DO THIS → Format every line of the records below as a Markdown table with two columns, Row and Line. Number the rows in order, skip blank lines, and leave the pictures out.
——
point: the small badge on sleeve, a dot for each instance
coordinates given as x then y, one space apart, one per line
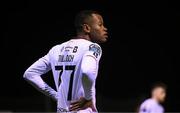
95 49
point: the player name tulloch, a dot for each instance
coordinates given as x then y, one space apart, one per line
66 58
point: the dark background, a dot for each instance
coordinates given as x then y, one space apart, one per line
142 48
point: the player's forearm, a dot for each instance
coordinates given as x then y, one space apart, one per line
89 71
39 84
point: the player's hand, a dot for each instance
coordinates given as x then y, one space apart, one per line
81 104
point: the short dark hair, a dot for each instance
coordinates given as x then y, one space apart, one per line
82 18
159 85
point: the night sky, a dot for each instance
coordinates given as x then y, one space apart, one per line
142 49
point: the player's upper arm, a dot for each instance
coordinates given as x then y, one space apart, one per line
38 68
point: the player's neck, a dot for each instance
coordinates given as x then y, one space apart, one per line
155 99
83 36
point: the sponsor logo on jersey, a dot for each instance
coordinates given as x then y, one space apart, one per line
96 50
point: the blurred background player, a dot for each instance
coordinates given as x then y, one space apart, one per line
74 65
153 105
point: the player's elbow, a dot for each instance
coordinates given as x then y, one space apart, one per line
27 75
89 74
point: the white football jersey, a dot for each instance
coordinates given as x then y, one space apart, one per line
65 60
151 106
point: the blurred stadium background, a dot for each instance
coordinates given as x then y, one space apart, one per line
143 48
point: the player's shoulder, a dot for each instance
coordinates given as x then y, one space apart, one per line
94 47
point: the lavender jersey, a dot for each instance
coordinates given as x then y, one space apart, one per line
65 61
151 106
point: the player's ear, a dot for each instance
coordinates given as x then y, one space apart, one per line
86 28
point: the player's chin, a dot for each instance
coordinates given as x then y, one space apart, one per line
103 38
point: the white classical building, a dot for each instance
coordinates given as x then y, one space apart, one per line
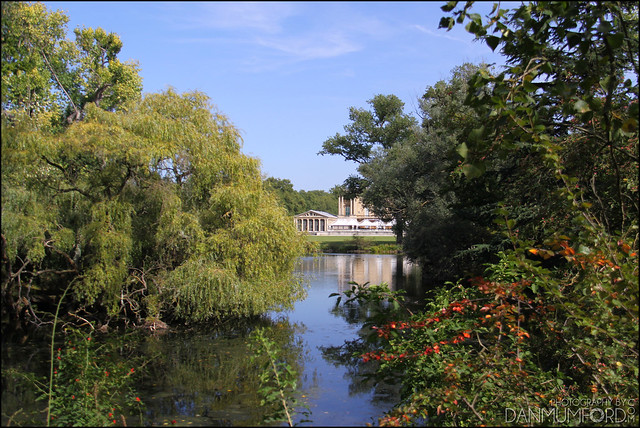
352 219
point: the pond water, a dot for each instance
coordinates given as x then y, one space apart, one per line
204 377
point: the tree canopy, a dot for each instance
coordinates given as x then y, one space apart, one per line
143 206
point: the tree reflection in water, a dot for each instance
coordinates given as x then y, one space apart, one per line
206 378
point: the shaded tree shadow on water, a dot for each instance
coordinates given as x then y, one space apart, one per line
197 376
362 377
206 378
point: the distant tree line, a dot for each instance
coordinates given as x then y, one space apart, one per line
516 189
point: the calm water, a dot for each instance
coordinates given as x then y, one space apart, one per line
204 378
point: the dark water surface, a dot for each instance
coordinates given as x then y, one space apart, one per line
——
FINISHED EXERCISE →
| Row | Line |
|---|---|
| 1 | point: the small badge on sleeve, a dot for each instance |
| 2 | coordinates given as x then y, one space apart, one per line |
| 3 | 95 49 |
| 4 | point: the player name tulloch, a dot for each instance |
| 5 | coordinates given as x then y, one space apart, one per line |
| 6 | 66 58 |
| 7 | point: the dark background, a dot for each instance |
| 8 | coordinates given as x then y, one space apart, one per line |
| 9 | 142 48 |
| 10 | point: the player's forearm, a dot for each instance |
| 11 | coordinates given as x then y, one space apart, one per line |
| 12 | 89 71 |
| 13 | 39 84 |
| 14 | point: the player's hand, a dot for each instance |
| 15 | coordinates given as x then y, one space apart, one per line |
| 16 | 81 104 |
| 17 | point: the short dark hair, a dot for each instance |
| 18 | coordinates given as x then y, one space apart, one per line |
| 19 | 82 18 |
| 20 | 159 85 |
| 21 | point: the night sky, a dot for each instance |
| 22 | coordinates given as x then y, one space apart, one per line |
| 23 | 142 49 |
| 24 | point: the player's upper arm, a dot for each instance |
| 25 | coordinates given as x then y, one space apart, one per line |
| 26 | 38 68 |
| 27 | point: the player's neck, a dot for each instance |
| 28 | coordinates given as x then y, one space apart, one per line |
| 29 | 155 99 |
| 30 | 83 36 |
| 31 | point: the sponsor logo on jersey, a dot for each instance |
| 32 | coordinates given as x then y, one space apart, one per line |
| 33 | 96 50 |
| 34 | point: the blurred background player, a dot for each instance |
| 35 | coordinates given as x then y, one space apart, one per line |
| 36 | 74 65 |
| 37 | 153 105 |
| 38 | point: the player's elbow, a dot for each instance |
| 39 | coordinates given as x then y, one space apart, one per line |
| 40 | 27 75 |
| 41 | 89 74 |
| 42 | point: the white football jersey, a dot for each instance |
| 43 | coordinates given as x then y, one space apart, one per line |
| 44 | 65 60 |
| 45 | 151 106 |
| 46 | point: the blurred stadium background, a dot for each instance |
| 47 | coordinates given as x then y, one space apart, one per line |
| 48 | 143 48 |
| 49 | point: the player's shoulder, a dot for each instance |
| 50 | coordinates given as x then y, one space apart, one per line |
| 51 | 94 47 |
| 52 | point: the lavender jersey, a dot for each instance |
| 53 | coordinates given as x then y, one space apart, one per line |
| 54 | 65 61 |
| 55 | 151 106 |
| 56 | point: the player's ear, a dot for each instance |
| 57 | coordinates given as x then y, one space apart, one per line |
| 58 | 86 28 |
| 59 | point: the player's chin, a dot for each instance |
| 60 | coordinates given as x then y, one space apart, one per line |
| 61 | 103 38 |
| 62 | point: the white classical building, a dot for each instance |
| 63 | coordinates given as x then y, one space apart, one per line |
| 64 | 352 219 |
| 65 | point: the pond water, a dot for each instance |
| 66 | coordinates given as x then y, one space apart, one per line |
| 67 | 204 377 |
| 68 | point: the tree canopy, a dot for each instance |
| 69 | coordinates given as x then y, one space apart, one per line |
| 70 | 143 206 |
| 71 | point: the tree reflection in water, a dot for each instance |
| 72 | coordinates given as x then y, one space apart, one per line |
| 73 | 206 378 |
| 74 | point: the shaded tree shadow on water, a dot for each instance |
| 75 | coordinates given as x then y, one space apart, one per line |
| 76 | 197 376 |
| 77 | 362 377 |
| 78 | 206 378 |
| 79 | point: the distant tree line, a dot for each instance |
| 80 | coordinates given as x then y, one space apart, one per line |
| 81 | 516 189 |
| 82 | point: the calm water, a dot for each instance |
| 83 | coordinates given as x then y, one space apart, one per line |
| 84 | 204 378 |
| 85 | point: the dark water surface, a dot for each instance |
| 86 | coordinates given as x then y, one space apart, one per line |